## [Data to use]

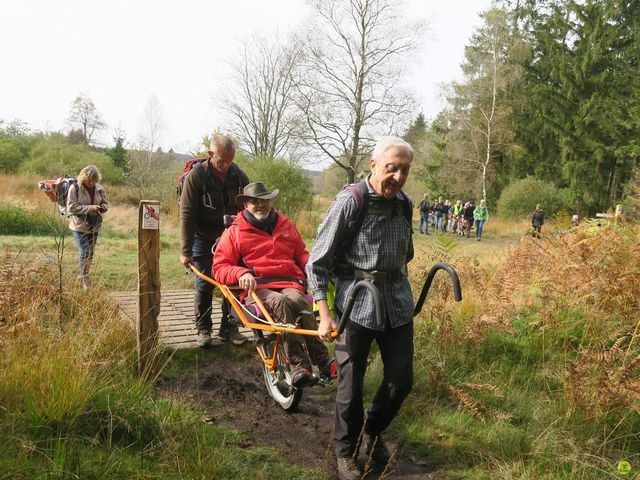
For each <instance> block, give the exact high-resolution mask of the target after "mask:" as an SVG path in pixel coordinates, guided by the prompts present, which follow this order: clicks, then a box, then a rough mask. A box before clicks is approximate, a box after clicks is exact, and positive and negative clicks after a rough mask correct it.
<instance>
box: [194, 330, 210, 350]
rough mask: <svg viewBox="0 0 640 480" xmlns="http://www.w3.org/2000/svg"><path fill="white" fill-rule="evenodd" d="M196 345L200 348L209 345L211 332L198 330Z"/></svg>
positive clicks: (208, 345) (208, 346) (201, 347)
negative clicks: (206, 331)
mask: <svg viewBox="0 0 640 480" xmlns="http://www.w3.org/2000/svg"><path fill="white" fill-rule="evenodd" d="M196 345H198V347H200V348H208V347H210V346H211V332H198V340H196Z"/></svg>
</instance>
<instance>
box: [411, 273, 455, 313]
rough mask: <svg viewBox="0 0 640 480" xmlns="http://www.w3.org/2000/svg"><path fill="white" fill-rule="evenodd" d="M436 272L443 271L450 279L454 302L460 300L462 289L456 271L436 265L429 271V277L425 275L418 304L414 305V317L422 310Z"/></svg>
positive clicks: (418, 301) (413, 310)
mask: <svg viewBox="0 0 640 480" xmlns="http://www.w3.org/2000/svg"><path fill="white" fill-rule="evenodd" d="M438 270H444V271H445V272H447V273H448V274H449V277H450V278H451V283H452V284H453V296H454V298H455V300H456V302H459V301H461V300H462V288H461V287H460V279H459V278H458V274H457V273H456V271H455V270H454V269H453V268H451V266H450V265H448V264H446V263H442V262H438V263H436V264H435V265H434V266H433V267H431V270H430V271H429V275H427V279H426V280H425V282H424V285H423V287H422V292H420V297H418V302H417V303H416V308H415V309H414V310H413V316H414V317H415V316H416V315H417V314H419V313H420V310H422V305H424V301H425V299H426V298H427V293H429V288H431V283H432V282H433V279H434V277H435V276H436V273H437V272H438Z"/></svg>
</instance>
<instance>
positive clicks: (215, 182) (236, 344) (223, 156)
mask: <svg viewBox="0 0 640 480" xmlns="http://www.w3.org/2000/svg"><path fill="white" fill-rule="evenodd" d="M235 151H236V150H235V145H234V144H233V141H232V140H231V139H230V138H229V137H227V136H226V135H216V136H214V137H213V139H212V140H211V145H210V147H209V152H208V155H209V157H208V158H207V159H206V160H205V161H203V162H201V163H195V164H194V165H193V168H192V169H191V171H189V172H188V173H187V174H186V176H185V177H184V182H183V186H182V193H181V195H180V232H181V237H182V247H181V252H180V263H182V264H183V265H184V266H185V267H188V266H189V265H190V264H193V265H194V266H195V267H196V268H197V269H198V270H200V271H201V272H202V273H204V274H205V275H207V276H211V266H212V263H213V254H212V251H211V250H212V248H213V245H214V243H215V242H216V240H217V239H218V238H219V237H220V235H222V232H223V231H224V216H225V215H235V214H236V213H238V208H237V206H236V203H235V197H236V195H238V194H240V193H242V190H243V188H244V187H245V186H246V185H248V183H249V178H248V177H247V175H246V174H245V173H244V172H243V171H242V170H241V169H240V167H238V166H237V165H236V164H234V163H233V159H234V157H235ZM212 301H213V285H211V284H210V283H209V282H206V281H204V280H202V279H201V278H200V277H196V279H195V296H194V310H195V323H196V328H197V330H198V346H199V347H208V346H210V345H211V326H212V322H211V304H212ZM225 307H226V304H225V303H223V311H222V322H221V324H220V331H219V332H218V336H219V337H220V338H221V339H222V340H225V341H229V342H232V343H233V344H234V345H241V344H242V343H244V342H245V341H246V339H245V338H244V337H243V336H242V335H241V334H240V332H239V331H238V327H237V325H231V324H230V322H229V316H228V312H227V311H225V310H226V308H225Z"/></svg>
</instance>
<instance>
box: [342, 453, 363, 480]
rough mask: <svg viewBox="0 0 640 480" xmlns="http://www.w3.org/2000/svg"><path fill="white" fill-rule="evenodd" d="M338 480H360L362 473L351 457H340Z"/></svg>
mask: <svg viewBox="0 0 640 480" xmlns="http://www.w3.org/2000/svg"><path fill="white" fill-rule="evenodd" d="M337 460H338V478H339V479H340V480H360V478H361V477H362V471H361V470H360V467H359V466H358V462H356V461H355V460H354V459H353V458H351V457H338V458H337Z"/></svg>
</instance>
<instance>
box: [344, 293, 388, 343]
mask: <svg viewBox="0 0 640 480" xmlns="http://www.w3.org/2000/svg"><path fill="white" fill-rule="evenodd" d="M363 288H364V289H365V290H369V292H371V296H372V297H373V303H374V306H375V310H376V323H377V324H378V326H380V327H383V326H384V317H383V314H382V300H381V299H380V291H379V290H378V288H377V287H376V286H375V285H374V284H373V282H372V281H371V280H360V281H359V282H358V283H356V284H355V286H354V287H353V290H351V294H350V295H349V300H348V301H347V307H346V308H345V309H344V312H343V313H342V316H341V317H340V321H339V322H338V335H340V334H341V333H342V332H344V329H345V328H346V327H347V322H348V321H349V315H351V310H353V304H354V303H355V301H356V296H357V295H358V292H359V291H360V290H362V289H363Z"/></svg>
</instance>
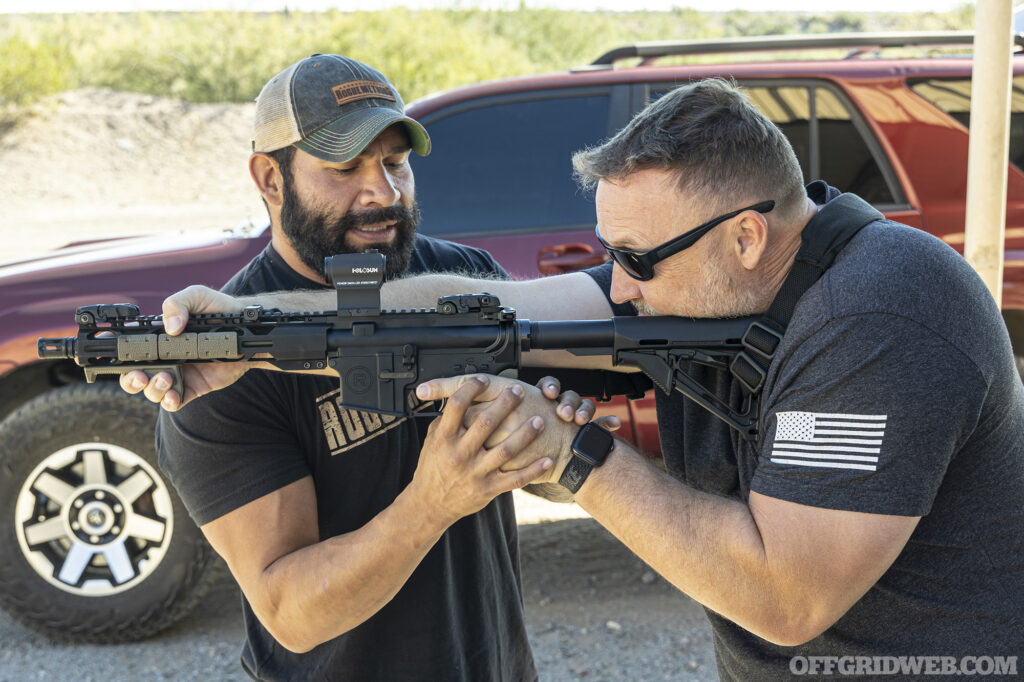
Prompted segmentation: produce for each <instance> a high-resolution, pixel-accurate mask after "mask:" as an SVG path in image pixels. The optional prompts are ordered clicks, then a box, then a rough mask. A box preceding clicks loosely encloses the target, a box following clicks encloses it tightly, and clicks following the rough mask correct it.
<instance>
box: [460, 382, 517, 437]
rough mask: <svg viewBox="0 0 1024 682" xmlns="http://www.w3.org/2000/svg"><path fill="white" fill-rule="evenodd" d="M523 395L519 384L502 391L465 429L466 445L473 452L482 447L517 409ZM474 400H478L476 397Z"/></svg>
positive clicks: (513, 385)
mask: <svg viewBox="0 0 1024 682" xmlns="http://www.w3.org/2000/svg"><path fill="white" fill-rule="evenodd" d="M523 395H525V391H523V387H522V386H521V385H520V384H513V385H511V386H509V387H508V388H506V389H504V390H503V391H502V392H501V393H499V394H498V396H497V397H496V398H495V399H494V400H493V401H492V402H490V403H489V404H488V406H487V407H486V408H485V409H484V410H482V411H480V412H479V413H478V414H477V415H476V417H475V418H474V419H473V423H472V424H470V425H469V427H468V428H467V429H466V435H465V438H466V443H467V445H469V446H470V447H472V449H473V450H474V451H479V450H480V449H481V447H483V443H484V442H485V441H486V440H487V438H488V437H490V434H492V433H494V432H495V430H496V429H498V427H499V426H501V425H502V423H503V422H504V421H505V418H506V417H508V416H509V415H510V414H511V413H512V411H513V410H515V409H516V408H518V407H519V403H520V402H521V401H522V397H523ZM476 399H480V398H479V396H477V398H476ZM463 420H464V421H465V416H463Z"/></svg>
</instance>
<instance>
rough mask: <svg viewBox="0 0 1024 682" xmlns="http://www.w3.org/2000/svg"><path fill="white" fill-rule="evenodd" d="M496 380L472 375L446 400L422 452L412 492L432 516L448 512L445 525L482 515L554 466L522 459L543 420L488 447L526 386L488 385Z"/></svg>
mask: <svg viewBox="0 0 1024 682" xmlns="http://www.w3.org/2000/svg"><path fill="white" fill-rule="evenodd" d="M494 379H496V377H487V376H485V375H484V376H475V377H472V378H470V379H469V380H468V381H465V382H463V383H462V385H461V386H459V387H458V388H457V389H456V390H454V391H453V392H452V393H451V395H447V396H445V397H447V403H446V404H445V406H444V411H443V412H442V414H441V416H440V417H438V418H437V419H435V420H434V421H433V422H431V424H430V427H429V429H428V431H427V437H426V439H425V440H424V442H423V447H422V450H421V451H420V462H419V464H418V465H417V467H416V473H415V474H414V476H413V481H412V483H410V486H409V489H410V492H416V493H417V494H419V495H422V496H423V499H424V500H426V501H427V503H426V505H425V510H426V511H425V513H426V514H428V515H435V514H437V513H442V514H444V517H443V518H442V519H441V522H442V523H443V524H444V526H445V527H446V526H447V525H451V524H452V523H454V522H455V521H457V520H458V519H460V518H462V517H463V516H467V515H469V514H472V513H474V512H477V511H479V510H480V509H482V508H483V507H484V506H486V505H487V504H488V503H489V502H490V501H492V500H493V499H494V498H496V497H497V496H499V495H501V494H502V493H507V492H509V491H513V489H515V488H517V487H522V486H523V485H525V484H526V483H528V482H530V481H531V480H535V479H537V478H540V477H542V476H543V475H544V474H545V473H546V472H548V471H550V470H551V468H552V465H553V462H552V460H551V458H548V457H534V458H524V457H523V456H522V453H523V452H524V451H525V450H526V447H527V445H529V443H531V442H532V441H534V440H536V439H537V437H538V435H539V434H540V433H541V431H542V430H543V429H544V420H542V419H540V418H535V419H528V420H526V421H525V422H522V423H521V424H520V425H519V426H518V428H516V429H515V430H513V431H512V432H510V433H509V434H508V435H507V437H504V438H502V439H501V440H500V442H497V443H495V444H494V445H493V446H490V447H487V446H485V445H484V443H485V442H486V441H487V440H488V438H490V436H492V434H493V433H494V431H495V429H496V428H498V427H499V426H500V425H501V424H502V423H504V422H505V420H506V419H507V418H508V416H509V415H510V414H511V413H512V412H513V411H514V410H515V409H516V408H517V407H518V406H519V403H520V402H521V401H522V399H523V394H524V390H523V388H522V386H524V384H518V382H515V383H512V382H510V383H509V384H502V387H501V388H499V389H497V391H496V390H492V389H490V388H488V386H487V384H488V383H490V382H492V380H494ZM534 390H537V389H534ZM538 392H540V391H538ZM483 393H487V394H488V395H490V396H492V398H490V399H492V401H490V402H489V403H488V404H487V406H486V408H485V409H484V410H482V411H481V412H480V413H479V414H478V415H477V416H476V419H475V420H473V423H472V424H471V425H470V426H468V427H466V426H464V421H465V418H466V411H467V410H469V408H470V407H471V406H472V404H473V403H474V401H476V400H479V398H480V395H481V394H483ZM517 456H518V457H517ZM525 459H529V462H528V463H522V464H520V466H517V467H514V469H515V470H506V465H508V464H509V463H510V462H512V461H519V462H524V460H525Z"/></svg>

## [The task]
Please copy, exactly and with nothing else, the lines above beginning at the line that has "345L200 348L209 345L211" and ending with the line that has "box: [411, 273, 455, 313]".

## [Response below]
rough mask: <svg viewBox="0 0 640 480" xmlns="http://www.w3.org/2000/svg"><path fill="white" fill-rule="evenodd" d="M196 345L200 348L209 345L211 332L198 330Z"/></svg>
positive clicks: (208, 345) (208, 346) (201, 347)
negative clicks: (206, 331)
mask: <svg viewBox="0 0 640 480" xmlns="http://www.w3.org/2000/svg"><path fill="white" fill-rule="evenodd" d="M196 345H198V347H200V348H208V347H210V346H211V332H198V340H196Z"/></svg>
</instance>
<instance>
box: [411, 273, 455, 313]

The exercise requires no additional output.